**Task item**
In the text below on the UKAEA fusion facility in Rotherham, reproduce word for word the passage that begins with the words containing "Great news, we" and ends with "hurdles a bit.".

**Passage to read**
================================
According to the UKAEA, those opportunities include competing for contracts at the ITER fusion project in southern France. The organisation claims that the 25,000 square foot Rotherham facility will support 40 high-skilled jobs directly as well as supporting the supply chain of specialist materials providers. Collaboration with research bodies including the University of Sheffield Advanced Manufacturing Research Centre (AMRC) and the Nuclear Advanced Manufacturing Research Centre (NAMRC) will also be a focus.
“We’re delighted to welcome UKAEA to the Advanced Manufacturing Park, and to the Sheffield region’s world-leading cluster of applied innovation,” said Andrew Storer, chief executive of the Nuclear AMRC. “We look forward to working with UKAEA at their new facility to develop manufacturing techniques for fusion power plants and help UK manufacturers win work in this growing global market.”
“This development has the potential to create many jobs in the local supply chain as fusion technology matures. This is a huge deal for Sheffield and the North, and we are really pleased to have played a part in this and to be working with UKAEA.”
Great news, we need to continue our involvement with ITER irrespective of brexit. The projects at ITER are serious money projects and the UK is much better at cryogenics and electrical engineering than France, so we should have a chance. I think that English is the main working language for the project also, so that will reduce the hurdles a bit.
3000 tonnes of nuclear waste has been made at the fusion research centre in Oxfordshire …Now they plan a new fusion centre in South Yorkśhire ??…Money is the oxygen fuelling this nuclear fire …lots of public money. Why do they keep on with fusion, ??? It requires fission reactors to provide the tritium ..but is described as “green”..
================================
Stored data
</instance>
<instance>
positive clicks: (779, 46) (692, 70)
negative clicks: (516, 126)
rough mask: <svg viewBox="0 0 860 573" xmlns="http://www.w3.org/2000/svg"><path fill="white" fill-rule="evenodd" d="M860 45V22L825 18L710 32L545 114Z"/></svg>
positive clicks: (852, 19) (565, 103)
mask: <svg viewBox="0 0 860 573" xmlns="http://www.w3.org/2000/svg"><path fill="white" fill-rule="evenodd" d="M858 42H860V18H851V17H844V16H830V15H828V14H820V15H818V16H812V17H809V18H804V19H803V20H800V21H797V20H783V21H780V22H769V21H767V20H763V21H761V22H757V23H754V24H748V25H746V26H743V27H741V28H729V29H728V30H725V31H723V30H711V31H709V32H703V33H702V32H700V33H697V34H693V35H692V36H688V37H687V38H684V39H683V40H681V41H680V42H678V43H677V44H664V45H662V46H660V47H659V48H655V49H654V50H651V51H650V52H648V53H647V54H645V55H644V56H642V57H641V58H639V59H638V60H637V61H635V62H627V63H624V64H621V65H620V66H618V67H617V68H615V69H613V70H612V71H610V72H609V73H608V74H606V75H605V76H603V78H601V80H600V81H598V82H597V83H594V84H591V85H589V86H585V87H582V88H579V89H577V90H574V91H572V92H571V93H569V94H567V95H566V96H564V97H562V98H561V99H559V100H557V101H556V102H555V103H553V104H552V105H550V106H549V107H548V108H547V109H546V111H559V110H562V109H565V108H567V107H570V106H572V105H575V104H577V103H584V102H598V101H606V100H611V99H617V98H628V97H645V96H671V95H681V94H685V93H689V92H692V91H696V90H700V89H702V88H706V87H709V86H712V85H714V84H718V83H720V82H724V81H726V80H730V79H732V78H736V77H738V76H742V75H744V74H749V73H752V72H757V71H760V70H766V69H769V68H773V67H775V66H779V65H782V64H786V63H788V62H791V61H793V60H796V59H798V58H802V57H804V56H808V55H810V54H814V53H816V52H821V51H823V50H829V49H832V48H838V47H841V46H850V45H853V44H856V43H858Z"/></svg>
================================
**Task result**
Great news, we need to continue our involvement with ITER irrespective of brexit. The projects at ITER are serious money projects and the UK is much better at cryogenics and electrical engineering than France, so we should have a chance. I think that English is the main working language for the project also, so that will reduce the hurdles a bit.